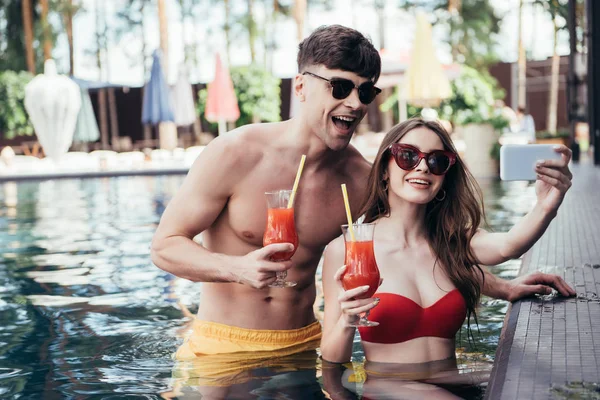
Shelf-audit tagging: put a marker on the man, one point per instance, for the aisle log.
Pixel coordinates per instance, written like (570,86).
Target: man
(223,198)
(239,316)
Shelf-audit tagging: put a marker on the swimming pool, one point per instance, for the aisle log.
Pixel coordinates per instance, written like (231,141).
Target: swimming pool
(85,314)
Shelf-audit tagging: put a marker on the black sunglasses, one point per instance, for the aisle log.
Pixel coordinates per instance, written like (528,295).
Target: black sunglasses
(341,88)
(408,157)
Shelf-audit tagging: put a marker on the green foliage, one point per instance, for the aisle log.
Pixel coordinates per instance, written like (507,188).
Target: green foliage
(201,106)
(473,96)
(13,117)
(472,100)
(257,92)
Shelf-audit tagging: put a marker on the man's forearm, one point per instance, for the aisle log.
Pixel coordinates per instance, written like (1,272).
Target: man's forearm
(187,259)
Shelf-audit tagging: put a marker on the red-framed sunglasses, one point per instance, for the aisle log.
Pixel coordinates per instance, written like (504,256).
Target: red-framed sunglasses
(408,157)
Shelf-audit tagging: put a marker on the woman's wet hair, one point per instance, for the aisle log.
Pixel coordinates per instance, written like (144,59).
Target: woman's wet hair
(339,47)
(450,223)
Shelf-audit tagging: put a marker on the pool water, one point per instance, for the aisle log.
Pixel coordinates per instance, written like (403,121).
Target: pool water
(85,314)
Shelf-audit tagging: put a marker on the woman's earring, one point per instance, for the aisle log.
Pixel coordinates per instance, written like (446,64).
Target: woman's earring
(443,196)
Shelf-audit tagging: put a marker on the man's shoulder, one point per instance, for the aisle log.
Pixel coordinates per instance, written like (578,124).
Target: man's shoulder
(246,140)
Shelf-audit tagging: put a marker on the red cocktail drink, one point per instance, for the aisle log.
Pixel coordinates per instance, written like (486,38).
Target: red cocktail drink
(281,229)
(361,268)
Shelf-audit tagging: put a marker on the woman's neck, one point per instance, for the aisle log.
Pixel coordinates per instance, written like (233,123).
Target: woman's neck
(405,224)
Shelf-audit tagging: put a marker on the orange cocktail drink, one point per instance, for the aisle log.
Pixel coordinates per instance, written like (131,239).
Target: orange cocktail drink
(281,228)
(361,268)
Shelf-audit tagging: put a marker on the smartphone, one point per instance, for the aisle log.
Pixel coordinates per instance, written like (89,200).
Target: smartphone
(517,161)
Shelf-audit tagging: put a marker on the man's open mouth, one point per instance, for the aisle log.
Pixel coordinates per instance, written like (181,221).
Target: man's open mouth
(343,122)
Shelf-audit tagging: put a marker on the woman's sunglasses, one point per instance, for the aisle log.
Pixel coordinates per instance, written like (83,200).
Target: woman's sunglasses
(341,88)
(408,157)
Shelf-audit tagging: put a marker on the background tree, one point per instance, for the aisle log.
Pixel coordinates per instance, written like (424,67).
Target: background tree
(13,54)
(67,9)
(28,34)
(558,11)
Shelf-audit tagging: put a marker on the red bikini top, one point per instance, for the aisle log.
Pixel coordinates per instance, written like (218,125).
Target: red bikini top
(401,319)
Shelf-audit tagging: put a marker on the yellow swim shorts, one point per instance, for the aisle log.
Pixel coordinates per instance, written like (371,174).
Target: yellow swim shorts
(221,355)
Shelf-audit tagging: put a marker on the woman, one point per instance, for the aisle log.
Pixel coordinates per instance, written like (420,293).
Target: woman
(428,246)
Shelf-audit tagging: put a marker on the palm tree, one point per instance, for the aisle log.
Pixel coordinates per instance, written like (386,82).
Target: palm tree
(28,30)
(300,17)
(47,34)
(68,10)
(521,64)
(164,35)
(557,10)
(100,45)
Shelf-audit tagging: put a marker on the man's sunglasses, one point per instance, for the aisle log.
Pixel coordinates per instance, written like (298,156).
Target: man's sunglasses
(408,157)
(341,88)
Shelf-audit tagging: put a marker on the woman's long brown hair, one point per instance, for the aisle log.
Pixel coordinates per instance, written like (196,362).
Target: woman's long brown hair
(450,223)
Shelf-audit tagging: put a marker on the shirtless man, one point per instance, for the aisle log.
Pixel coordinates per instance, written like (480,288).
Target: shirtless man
(223,198)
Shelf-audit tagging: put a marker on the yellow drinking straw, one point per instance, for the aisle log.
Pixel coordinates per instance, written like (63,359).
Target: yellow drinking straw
(348,213)
(300,167)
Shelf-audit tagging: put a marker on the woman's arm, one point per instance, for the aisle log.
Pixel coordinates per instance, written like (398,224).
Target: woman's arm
(523,286)
(554,179)
(340,307)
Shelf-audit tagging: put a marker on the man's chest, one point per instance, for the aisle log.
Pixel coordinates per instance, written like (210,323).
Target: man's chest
(318,213)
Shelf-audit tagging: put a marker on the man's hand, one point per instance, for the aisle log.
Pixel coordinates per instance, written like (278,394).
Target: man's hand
(537,283)
(256,268)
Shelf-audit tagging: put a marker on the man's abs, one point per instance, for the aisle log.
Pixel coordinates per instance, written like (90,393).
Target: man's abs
(274,308)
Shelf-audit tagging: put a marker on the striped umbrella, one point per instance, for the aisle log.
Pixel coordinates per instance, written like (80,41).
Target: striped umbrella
(156,106)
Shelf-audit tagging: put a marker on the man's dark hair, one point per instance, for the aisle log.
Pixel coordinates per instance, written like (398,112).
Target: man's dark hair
(339,47)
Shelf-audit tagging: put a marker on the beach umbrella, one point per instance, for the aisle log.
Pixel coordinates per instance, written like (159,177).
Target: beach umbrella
(156,106)
(53,102)
(86,128)
(221,104)
(426,84)
(183,99)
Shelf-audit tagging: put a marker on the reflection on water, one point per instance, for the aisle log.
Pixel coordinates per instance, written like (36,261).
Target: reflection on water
(84,313)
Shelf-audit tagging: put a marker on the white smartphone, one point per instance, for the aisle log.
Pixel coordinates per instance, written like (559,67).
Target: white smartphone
(517,161)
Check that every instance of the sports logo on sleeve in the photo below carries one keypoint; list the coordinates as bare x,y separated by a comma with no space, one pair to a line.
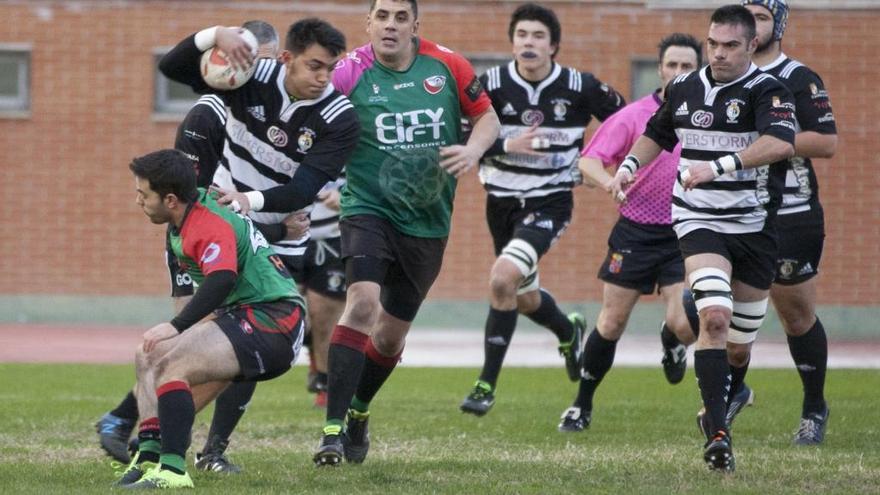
434,84
210,254
474,89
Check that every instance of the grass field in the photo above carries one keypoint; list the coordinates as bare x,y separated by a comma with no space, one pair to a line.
643,438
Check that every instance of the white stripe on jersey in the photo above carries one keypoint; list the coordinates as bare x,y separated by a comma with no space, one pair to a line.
705,140
533,92
264,70
216,104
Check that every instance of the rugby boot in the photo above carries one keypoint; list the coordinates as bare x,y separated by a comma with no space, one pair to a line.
574,420
480,400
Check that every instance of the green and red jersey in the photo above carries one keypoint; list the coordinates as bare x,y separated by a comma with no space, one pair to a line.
406,116
213,238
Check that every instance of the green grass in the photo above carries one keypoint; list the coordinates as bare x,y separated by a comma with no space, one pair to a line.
643,438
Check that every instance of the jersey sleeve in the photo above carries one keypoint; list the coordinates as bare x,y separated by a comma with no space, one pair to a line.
774,109
602,99
612,140
812,104
210,242
661,128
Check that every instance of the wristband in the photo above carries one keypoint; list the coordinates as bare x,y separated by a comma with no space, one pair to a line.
630,164
726,164
206,38
256,200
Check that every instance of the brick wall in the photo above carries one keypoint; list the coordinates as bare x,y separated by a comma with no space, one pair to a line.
70,225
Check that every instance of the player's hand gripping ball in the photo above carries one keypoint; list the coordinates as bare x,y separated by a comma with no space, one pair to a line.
219,73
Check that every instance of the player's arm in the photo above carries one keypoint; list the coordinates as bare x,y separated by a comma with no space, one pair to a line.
818,136
182,62
458,159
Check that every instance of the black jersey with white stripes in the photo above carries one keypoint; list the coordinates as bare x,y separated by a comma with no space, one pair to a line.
200,136
710,120
270,135
813,111
562,105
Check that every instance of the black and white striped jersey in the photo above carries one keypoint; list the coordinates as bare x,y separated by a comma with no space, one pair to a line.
201,134
561,105
711,120
813,110
324,220
269,135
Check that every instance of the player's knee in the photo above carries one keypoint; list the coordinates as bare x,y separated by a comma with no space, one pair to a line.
746,320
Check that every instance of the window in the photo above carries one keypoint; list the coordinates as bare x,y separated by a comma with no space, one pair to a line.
644,77
15,78
171,98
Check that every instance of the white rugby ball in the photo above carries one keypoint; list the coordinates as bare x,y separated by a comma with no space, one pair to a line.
219,73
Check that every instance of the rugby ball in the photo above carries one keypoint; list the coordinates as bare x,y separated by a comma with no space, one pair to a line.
219,73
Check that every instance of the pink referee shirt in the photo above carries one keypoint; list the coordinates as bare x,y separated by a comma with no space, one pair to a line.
649,198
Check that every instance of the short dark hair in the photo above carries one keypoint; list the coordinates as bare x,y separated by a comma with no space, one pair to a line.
263,31
169,172
539,13
413,3
680,39
736,14
306,32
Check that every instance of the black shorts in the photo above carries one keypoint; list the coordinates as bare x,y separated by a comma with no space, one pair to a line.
322,268
266,337
801,239
538,221
642,257
181,282
752,256
405,266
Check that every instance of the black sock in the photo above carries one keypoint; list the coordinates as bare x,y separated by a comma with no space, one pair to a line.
810,354
690,310
345,363
598,358
549,315
499,330
713,377
669,340
377,369
176,415
228,410
127,409
737,379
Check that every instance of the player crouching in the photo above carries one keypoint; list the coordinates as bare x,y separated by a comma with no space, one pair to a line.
255,333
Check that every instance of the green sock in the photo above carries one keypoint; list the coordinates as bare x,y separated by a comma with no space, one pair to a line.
173,462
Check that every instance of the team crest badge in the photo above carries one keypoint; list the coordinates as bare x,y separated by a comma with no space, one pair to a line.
305,140
277,136
532,117
434,84
615,264
560,108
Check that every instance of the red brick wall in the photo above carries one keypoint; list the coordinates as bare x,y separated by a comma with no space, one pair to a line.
70,224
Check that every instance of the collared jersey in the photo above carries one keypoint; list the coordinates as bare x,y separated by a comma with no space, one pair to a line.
212,238
406,116
711,120
813,110
562,105
200,136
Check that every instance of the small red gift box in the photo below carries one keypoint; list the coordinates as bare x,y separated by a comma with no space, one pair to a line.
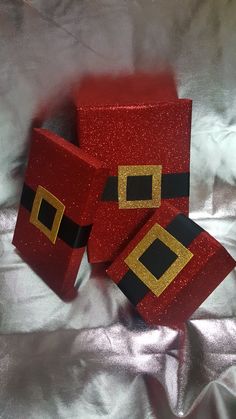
141,130
170,267
58,202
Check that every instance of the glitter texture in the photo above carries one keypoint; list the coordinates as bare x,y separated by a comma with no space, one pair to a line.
41,194
132,260
209,265
75,180
135,124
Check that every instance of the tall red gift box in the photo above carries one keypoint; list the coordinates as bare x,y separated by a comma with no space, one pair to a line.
170,267
59,198
140,129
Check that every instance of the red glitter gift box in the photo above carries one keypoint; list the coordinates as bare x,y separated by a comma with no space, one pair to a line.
58,202
170,267
140,129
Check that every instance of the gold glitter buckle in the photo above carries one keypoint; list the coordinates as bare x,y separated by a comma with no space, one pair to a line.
125,171
41,194
158,285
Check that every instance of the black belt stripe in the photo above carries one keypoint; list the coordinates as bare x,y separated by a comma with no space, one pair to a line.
173,185
73,234
185,231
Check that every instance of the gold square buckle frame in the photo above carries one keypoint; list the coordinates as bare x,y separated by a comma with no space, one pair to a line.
158,285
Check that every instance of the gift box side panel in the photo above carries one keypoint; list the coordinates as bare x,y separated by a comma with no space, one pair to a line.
199,288
134,135
125,89
52,262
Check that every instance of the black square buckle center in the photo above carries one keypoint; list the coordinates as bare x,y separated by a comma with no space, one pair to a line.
46,214
158,258
139,188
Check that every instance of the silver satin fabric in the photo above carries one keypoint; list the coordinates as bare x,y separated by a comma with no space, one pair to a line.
94,358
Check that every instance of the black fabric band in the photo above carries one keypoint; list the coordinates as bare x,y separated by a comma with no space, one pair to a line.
173,185
185,231
73,234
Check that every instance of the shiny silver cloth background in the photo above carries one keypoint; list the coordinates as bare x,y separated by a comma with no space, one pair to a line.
94,357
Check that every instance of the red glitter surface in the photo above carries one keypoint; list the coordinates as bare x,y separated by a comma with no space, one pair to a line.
210,264
77,180
131,125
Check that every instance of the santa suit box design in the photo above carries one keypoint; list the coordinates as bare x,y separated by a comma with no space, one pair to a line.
140,129
60,194
170,267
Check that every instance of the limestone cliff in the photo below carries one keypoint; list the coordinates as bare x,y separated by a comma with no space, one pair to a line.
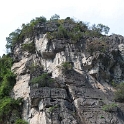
78,95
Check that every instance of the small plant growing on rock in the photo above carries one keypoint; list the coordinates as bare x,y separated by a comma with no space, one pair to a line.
20,121
30,47
51,109
119,94
110,107
65,67
43,80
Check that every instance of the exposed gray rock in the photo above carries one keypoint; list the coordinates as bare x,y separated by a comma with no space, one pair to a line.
77,96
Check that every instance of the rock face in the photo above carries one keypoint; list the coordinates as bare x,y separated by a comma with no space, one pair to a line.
78,96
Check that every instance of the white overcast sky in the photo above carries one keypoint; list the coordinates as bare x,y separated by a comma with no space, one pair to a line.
15,12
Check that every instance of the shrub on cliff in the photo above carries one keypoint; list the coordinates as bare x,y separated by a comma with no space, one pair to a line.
110,107
65,67
119,94
8,107
96,45
43,80
30,47
20,121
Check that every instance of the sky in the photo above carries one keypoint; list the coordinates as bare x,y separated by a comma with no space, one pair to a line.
15,12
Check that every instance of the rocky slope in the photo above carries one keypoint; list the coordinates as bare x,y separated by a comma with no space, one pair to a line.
76,96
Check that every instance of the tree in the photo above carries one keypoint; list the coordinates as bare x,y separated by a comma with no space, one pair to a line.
55,17
103,28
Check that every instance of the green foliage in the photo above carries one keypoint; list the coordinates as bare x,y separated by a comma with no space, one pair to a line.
51,109
110,107
20,121
30,47
7,77
44,80
65,67
55,17
7,106
100,28
34,67
102,117
20,34
119,94
96,45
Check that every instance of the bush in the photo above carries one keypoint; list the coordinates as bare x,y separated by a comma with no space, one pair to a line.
7,106
119,94
20,121
30,47
65,67
96,45
110,108
51,109
44,80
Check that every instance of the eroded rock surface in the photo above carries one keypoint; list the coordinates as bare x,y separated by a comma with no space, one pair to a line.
78,96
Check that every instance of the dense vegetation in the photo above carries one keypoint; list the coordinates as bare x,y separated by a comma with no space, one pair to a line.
10,109
55,28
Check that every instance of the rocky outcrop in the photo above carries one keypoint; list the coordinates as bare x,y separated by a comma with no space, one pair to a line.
78,96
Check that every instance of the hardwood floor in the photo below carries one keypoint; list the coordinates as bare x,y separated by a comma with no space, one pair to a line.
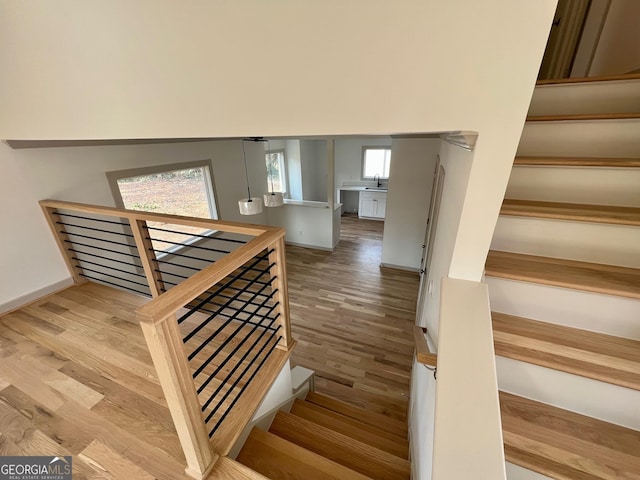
76,377
353,320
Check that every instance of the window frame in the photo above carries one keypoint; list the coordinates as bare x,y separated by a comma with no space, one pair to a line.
364,157
284,178
114,176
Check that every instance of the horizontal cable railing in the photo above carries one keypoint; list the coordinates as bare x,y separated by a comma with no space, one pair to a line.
217,315
232,337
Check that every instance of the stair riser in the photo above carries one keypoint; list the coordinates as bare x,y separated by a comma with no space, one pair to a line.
515,472
611,403
589,242
589,311
597,186
610,138
600,97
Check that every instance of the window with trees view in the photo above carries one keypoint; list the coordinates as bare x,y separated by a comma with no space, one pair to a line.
165,189
276,171
375,161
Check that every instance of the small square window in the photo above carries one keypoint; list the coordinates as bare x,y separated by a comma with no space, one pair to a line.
276,176
376,161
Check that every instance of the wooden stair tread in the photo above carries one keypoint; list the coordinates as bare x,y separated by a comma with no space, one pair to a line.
615,360
277,458
229,432
591,277
566,445
583,117
389,424
351,453
226,468
610,162
352,428
603,78
572,211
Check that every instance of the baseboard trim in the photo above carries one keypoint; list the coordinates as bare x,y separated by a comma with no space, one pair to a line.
306,245
24,300
399,267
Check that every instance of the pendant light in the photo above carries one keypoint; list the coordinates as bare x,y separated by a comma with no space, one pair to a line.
272,199
249,205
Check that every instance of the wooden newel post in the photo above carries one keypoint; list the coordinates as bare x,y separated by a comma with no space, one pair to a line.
147,257
63,242
279,274
165,345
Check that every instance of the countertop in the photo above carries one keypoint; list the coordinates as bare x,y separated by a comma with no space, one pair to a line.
362,188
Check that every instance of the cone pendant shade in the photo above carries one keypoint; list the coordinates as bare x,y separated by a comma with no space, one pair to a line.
274,199
250,206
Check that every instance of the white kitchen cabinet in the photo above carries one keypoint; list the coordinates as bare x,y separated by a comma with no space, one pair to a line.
372,205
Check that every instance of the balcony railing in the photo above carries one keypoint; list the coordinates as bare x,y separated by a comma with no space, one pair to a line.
217,325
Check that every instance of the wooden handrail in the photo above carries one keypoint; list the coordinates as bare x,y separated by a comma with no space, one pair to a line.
605,78
183,293
133,215
423,354
159,323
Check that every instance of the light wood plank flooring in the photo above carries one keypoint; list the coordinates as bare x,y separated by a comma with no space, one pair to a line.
353,320
76,377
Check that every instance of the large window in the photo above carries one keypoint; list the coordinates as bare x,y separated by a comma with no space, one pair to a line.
375,161
276,171
186,190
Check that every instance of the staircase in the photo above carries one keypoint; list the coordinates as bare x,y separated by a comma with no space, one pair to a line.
564,280
324,438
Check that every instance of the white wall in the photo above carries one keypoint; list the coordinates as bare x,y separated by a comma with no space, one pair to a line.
314,173
23,227
176,74
78,174
410,183
618,50
150,69
310,226
457,164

════════

What the task requires –
After dropping the pictures, reproduce exactly the lines from the first line of the entries through the line containing "Shelf-audit tagging: put a marker on the woman's neck, one", both included.

Written solution –
Shelf-audit tagging: put a marker on the man, one point per instance, for the aisle log.
Pixel coordinates per instance, written like (570,86).
Target: man
(223,198)
(239,316)
Shelf-audit tagging: put a marker on the swimming pool, one point per instance, for the aisle log.
Pixel coordinates per instance, written like (231,141).
Target: swimming pool
(85,314)
Shelf-audit tagging: put a marker on the black sunglasses, one point per instance, for the aisle log.
Pixel coordinates per instance, written like (528,295).
Target: black sunglasses
(341,88)
(408,157)
Shelf-audit tagging: put a marker on the green foliage, one point per instance, for the aisle log.
Pixel coordinates per instance, written like (507,188).
Target: green foliage
(201,106)
(473,96)
(13,117)
(472,100)
(257,92)
Shelf-audit tagging: put a marker on the man's forearm, one point per instance, for the aisle log.
Pixel coordinates per instance, written like (1,272).
Target: man's forearm
(187,259)
Shelf-audit tagging: put a marker on the red-framed sunglasses, one point per instance, for the aisle log.
Pixel coordinates per instance, written like (504,256).
Target: red-framed sunglasses
(408,157)
Shelf-audit tagging: put a marker on the woman's wet hair, one point per instance, for the aisle log.
Pixel coordinates per instance, written like (144,59).
Target: woman's wet hair
(339,47)
(450,223)
Shelf-audit tagging: put a marker on the pool water, one point per instance, for the aisle log.
Pixel coordinates per instance, written like (403,121).
Target: pool water
(85,314)
Shelf-audit tagging: put a marker on the woman's earring, one point per instance, for the aisle log.
Pixel coordinates per instance, written like (446,64).
Target: woman's earring
(443,196)
Shelf-audit tagging: put a marker on the man's shoulder, one point per instance, for the aisle log.
Pixel coordinates per instance, written like (578,124).
Target: man's shoulder
(246,140)
Shelf-audit tagging: put a marker on the red cocktail drink, one point per instance, for the aisle log.
Pixel coordinates per instance, written like (486,38).
Target: red cocktail drink
(281,229)
(361,268)
Shelf-audit tagging: put a marker on the woman's neck, one point per instance, for the aisle log.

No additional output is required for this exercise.